Exercise instructions:
1 – Duplicate a passage from the school-rules text, beginning at the words that have "Gatekeeping Books" and stopping after "including expensive ones.".
2 – According to the school-rules text, where was the school that received the large book donation?

Text shown:

Looks like someone (or people) has their priorities mixed up. This is, at best, an extortion scheme against the poor students.

Series Of Unfortunate Events

  1. u/Justhearmeoit

    No Ripped Jeans

    They enforced it to the point that when I fell in school, scraped my knee, and ended up needing stitches (obviously ripping my jeans in the process). They still dragged me to the office to suspend me for the day because my jeans were ripped. I was left there, stitched up, blood drying on my jeans as the vice principal yelled at me that my outfit was “inappropriate”.

    I went to a private school outside of the US, we had a doctor on call so he stitched me up at school, notified my parents, and gave the okay on me to go back to class. The VP didn’t notify my parents I was getting suspended for the day until after I went home and told them myself.

When trying to teach the kids decency, let’s not forget that compassion and fair treatment are also components of decency, not just your dressing.

Gatekeeping Books

  1. u/Lufernaal

    My school was in a poor area of Rio de Janeiro, Brazil. Not a lot of schools here have money for anything. Because of a huge donation of books at the time I was in school, my school got an absurd number of books, including expensive ones.

    There were a few dumb rules, but the dumbest of them all?

Data provided:
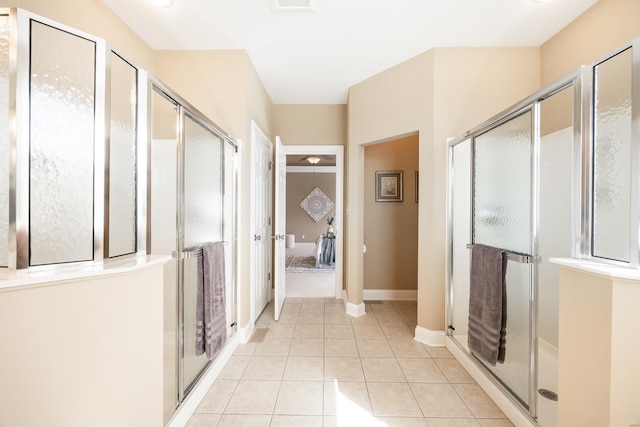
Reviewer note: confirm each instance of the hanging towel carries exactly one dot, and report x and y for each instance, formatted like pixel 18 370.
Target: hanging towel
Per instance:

Answers to the tasks:
1 –
Gatekeeping Books

  1. u/Lufernaal

    My school was in a poor area of Rio de Janeiro, Brazil. Not a lot of schools here have money for anything. Because of a huge donation of books at the time I was in school, my school got an absurd number of books, including expensive ones.

2 – It was in a poor area of Rio de Janeiro, Brazil.